## [TASK REQUIREMENTS]
Quote every line below word for word, leaving out the pictures.

## [ENTRIES PROVIDED]

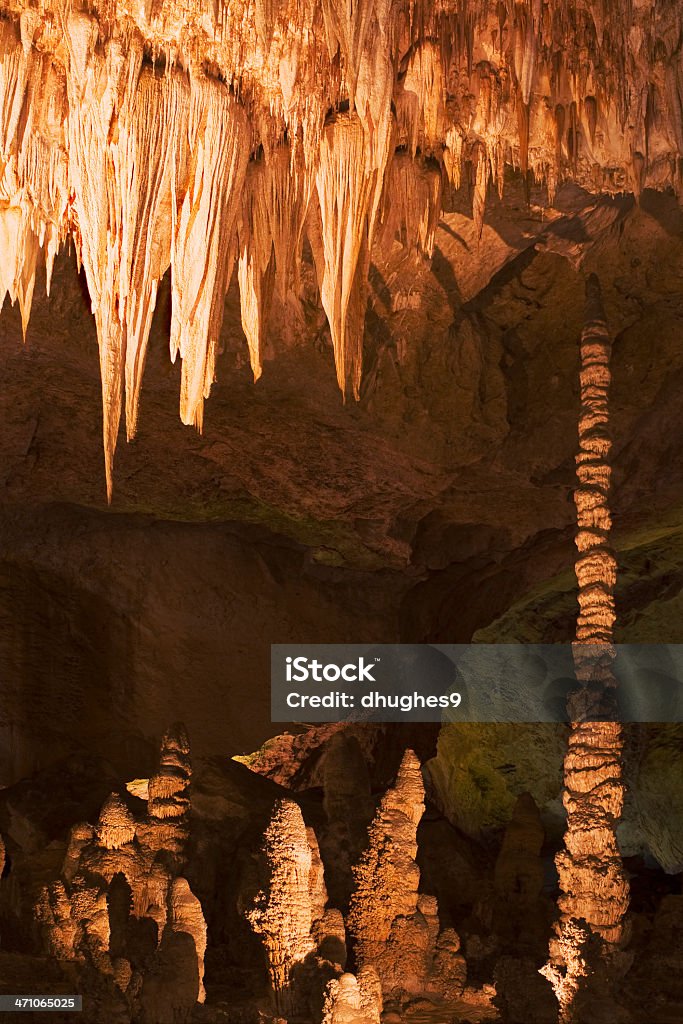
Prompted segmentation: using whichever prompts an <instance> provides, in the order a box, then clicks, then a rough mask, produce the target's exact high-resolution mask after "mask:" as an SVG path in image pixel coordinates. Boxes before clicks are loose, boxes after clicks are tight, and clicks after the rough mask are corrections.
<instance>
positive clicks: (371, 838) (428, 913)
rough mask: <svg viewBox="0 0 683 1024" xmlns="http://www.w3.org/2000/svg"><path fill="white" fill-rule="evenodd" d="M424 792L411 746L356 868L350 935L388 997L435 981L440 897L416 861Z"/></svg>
mask: <svg viewBox="0 0 683 1024" xmlns="http://www.w3.org/2000/svg"><path fill="white" fill-rule="evenodd" d="M424 796H425V791H424V783H423V780H422V772H421V768H420V762H419V761H418V759H417V757H416V756H415V754H414V753H413V751H405V754H404V755H403V759H402V761H401V764H400V768H399V769H398V774H397V776H396V781H395V783H394V785H393V786H391V787H390V788H389V790H388V791H387V793H386V794H385V796H384V798H383V800H382V802H381V804H380V806H379V808H378V810H377V814H376V815H375V818H374V820H373V822H372V824H371V826H370V829H369V845H368V849H367V850H366V851H365V852H364V854H362V855H361V857H360V859H359V861H358V863H357V865H356V866H355V868H354V870H353V874H354V880H355V889H354V891H353V894H352V896H351V901H350V904H349V912H348V916H347V929H348V933H349V935H350V937H351V938H352V940H353V948H354V952H355V958H356V963H357V964H358V965H359V966H360V967H372V968H374V969H375V970H376V971H377V974H378V975H379V978H380V981H381V983H382V991H383V992H384V994H385V995H391V994H399V993H401V992H414V993H416V992H421V991H424V990H425V989H426V988H429V986H430V982H432V983H433V981H434V972H433V969H434V953H435V950H436V941H437V936H438V931H439V922H438V908H437V903H436V900H435V899H434V897H433V896H427V895H424V894H419V893H418V886H419V882H420V868H419V867H418V865H417V863H416V859H415V858H416V855H417V851H418V845H417V831H418V825H419V823H420V819H421V818H422V815H423V812H424V808H425V805H424Z"/></svg>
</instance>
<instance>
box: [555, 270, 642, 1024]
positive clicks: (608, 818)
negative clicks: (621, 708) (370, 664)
mask: <svg viewBox="0 0 683 1024" xmlns="http://www.w3.org/2000/svg"><path fill="white" fill-rule="evenodd" d="M610 350H611V339H610V337H609V333H608V330H607V326H606V323H605V316H604V312H603V309H602V301H601V295H600V285H599V282H598V280H597V278H596V276H595V275H591V276H590V278H589V279H588V282H587V287H586V316H585V327H584V331H583V334H582V339H581V402H582V411H581V417H580V421H579V440H580V452H579V455H578V456H577V475H578V477H579V487H578V488H577V490H575V494H574V500H575V505H577V518H578V526H579V529H578V532H577V547H578V549H579V558H578V561H577V580H578V583H579V606H580V614H579V620H578V624H577V642H575V644H574V665H575V672H577V679H578V681H579V684H580V686H579V688H578V689H577V690H575V691H574V692H573V693H572V694H570V696H569V699H568V711H569V716H570V719H571V730H570V733H569V739H568V750H567V753H566V757H565V759H564V797H563V801H564V806H565V808H566V812H567V824H566V833H565V849H564V850H562V851H560V853H559V854H558V855H557V857H556V863H557V869H558V873H559V882H560V891H561V896H560V899H559V910H560V920H559V922H558V925H557V934H556V937H555V938H554V939H553V940H551V944H550V961H549V964H548V965H547V966H546V968H544V973H545V974H546V977H547V978H548V979H549V980H550V981H551V982H552V984H553V987H554V989H555V993H556V995H557V999H558V1002H559V1008H560V1020H561V1022H562V1024H565V1022H569V1021H573V1020H575V1019H578V1016H577V1015H578V1014H580V1010H579V1006H580V1002H581V995H582V990H583V988H585V986H586V979H590V977H591V975H592V974H594V973H595V971H596V969H597V968H598V966H600V968H601V969H603V970H607V969H608V968H609V967H610V963H611V964H612V965H613V964H614V963H615V962H616V961H615V957H614V953H615V952H616V951H617V950H618V948H620V945H621V943H622V940H623V938H624V935H625V932H624V926H625V922H624V918H625V914H626V911H627V908H628V905H629V884H628V880H627V876H626V873H625V870H624V867H623V864H622V858H621V854H620V851H618V846H617V842H616V824H617V822H618V819H620V815H621V813H622V808H623V804H624V783H623V780H622V750H623V743H624V740H623V730H622V726H621V725H620V723H618V721H617V720H616V710H617V709H616V693H615V687H616V680H615V677H614V674H613V672H612V667H611V663H612V658H613V656H614V648H613V646H612V638H613V624H614V617H615V616H614V599H613V592H614V584H615V580H616V561H615V558H614V555H613V553H612V551H611V549H610V547H609V530H610V527H611V520H610V514H609V507H608V504H607V501H608V492H609V480H610V473H611V470H610V464H609V453H610V449H611V440H610V436H609V430H608V425H609V408H608V390H609V383H610V372H609V356H610Z"/></svg>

## [RESPONSE AREA]
Prompted segmentation: using whichever prompts an <instance> provides, in the order a box, then clicks, then a rough mask, produce the target's exact high-resolution mask after "mask:" as an SVG path in image pixel coordinates. Boxes before clicks are loose, boxes after clicks are tight, and clicks after the rough mask are corrections.
<instance>
positive clicks: (371, 838) (428, 913)
rough mask: <svg viewBox="0 0 683 1024" xmlns="http://www.w3.org/2000/svg"><path fill="white" fill-rule="evenodd" d="M424 792L411 746L356 868L350 935L388 997L435 981L440 897L416 861Z"/></svg>
mask: <svg viewBox="0 0 683 1024" xmlns="http://www.w3.org/2000/svg"><path fill="white" fill-rule="evenodd" d="M424 796H425V791H424V783H423V780H422V772H421V768H420V762H419V761H418V759H417V757H416V756H415V754H414V753H413V751H405V754H404V755H403V759H402V761H401V764H400V768H399V769H398V774H397V776H396V781H395V783H394V785H393V786H391V787H390V788H389V790H388V791H387V793H386V794H385V796H384V798H383V800H382V802H381V804H380V806H379V808H378V810H377V814H376V815H375V818H374V820H373V822H372V824H371V826H370V829H369V845H368V849H367V850H366V851H365V852H364V854H362V855H361V857H360V859H359V861H358V863H357V865H356V866H355V868H354V870H353V874H354V880H355V889H354V891H353V894H352V896H351V901H350V904H349V912H348V916H347V929H348V933H349V935H350V937H351V938H352V940H353V948H354V952H355V958H356V963H357V964H358V965H359V966H360V967H372V968H374V969H375V970H376V971H377V974H378V975H379V978H380V981H381V983H382V991H383V992H384V994H385V995H391V994H399V993H401V992H414V993H416V992H421V991H424V990H425V989H426V988H429V986H430V982H432V983H433V981H434V972H433V969H434V953H435V950H436V941H437V936H438V931H439V922H438V908H437V903H436V900H435V899H434V897H433V896H427V895H424V894H419V893H418V886H419V882H420V868H419V867H418V865H417V863H416V859H415V858H416V855H417V851H418V845H417V831H418V825H419V823H420V819H421V818H422V815H423V812H424V808H425V805H424Z"/></svg>
</instance>
<instance>
box: [555, 270, 642, 1024]
positive clicks: (608, 818)
negative clicks: (621, 708) (370, 664)
mask: <svg viewBox="0 0 683 1024" xmlns="http://www.w3.org/2000/svg"><path fill="white" fill-rule="evenodd" d="M610 350H611V339H610V337H609V333H608V330H607V326H606V323H605V316H604V312H603V309H602V301H601V295H600V285H599V282H598V280H597V278H596V276H595V275H591V276H590V278H589V279H588V282H587V287H586V316H585V327H584V331H583V334H582V339H581V402H582V411H581V417H580V421H579V440H580V452H579V455H578V456H577V475H578V477H579V487H578V488H577V490H575V494H574V500H575V505H577V518H578V526H579V529H578V532H577V547H578V549H579V558H578V561H577V580H578V583H579V606H580V614H579V620H578V624H577V642H575V644H574V665H575V672H577V679H578V681H579V684H580V686H579V688H578V689H577V690H575V691H574V692H573V693H572V694H570V696H569V699H568V711H569V716H570V719H571V730H570V733H569V739H568V750H567V753H566V757H565V759H564V797H563V801H564V806H565V808H566V812H567V824H566V833H565V849H564V850H562V851H560V853H559V854H558V855H557V857H556V863H557V869H558V873H559V882H560V891H561V896H560V899H559V910H560V920H559V922H558V925H557V934H556V937H555V938H554V939H553V940H551V944H550V961H549V964H548V965H547V966H546V968H544V973H545V974H546V977H547V978H548V979H549V980H550V981H551V982H552V984H553V987H554V989H555V993H556V995H557V999H558V1002H559V1008H560V1020H561V1022H562V1024H565V1022H569V1021H573V1020H575V1019H578V1016H577V1015H578V1014H580V1010H579V1006H580V1002H581V995H582V990H583V988H585V986H586V979H590V977H591V975H592V974H594V973H595V971H596V969H597V968H598V966H600V968H601V969H603V970H607V969H608V968H609V967H610V963H611V964H612V965H613V964H614V963H615V962H616V961H615V957H614V953H615V952H616V951H617V950H618V948H620V945H621V943H622V940H623V938H624V935H625V932H624V926H625V922H624V918H625V914H626V911H627V908H628V905H629V884H628V880H627V876H626V873H625V870H624V867H623V864H622V858H621V854H620V851H618V846H617V842H616V824H617V822H618V819H620V815H621V813H622V808H623V804H624V783H623V780H622V750H623V743H624V740H623V730H622V726H621V725H620V723H618V721H617V720H616V710H617V709H616V693H615V687H616V680H615V677H614V674H613V672H612V667H611V663H612V658H613V656H614V648H613V646H612V638H613V624H614V617H615V616H614V599H613V592H614V584H615V580H616V561H615V558H614V555H613V553H612V551H611V549H610V547H609V530H610V527H611V520H610V514H609V507H608V504H607V501H608V492H609V480H610V473H611V470H610V464H609V453H610V449H611V440H610V436H609V430H608V425H609V408H608V390H609V383H610V372H609V356H610Z"/></svg>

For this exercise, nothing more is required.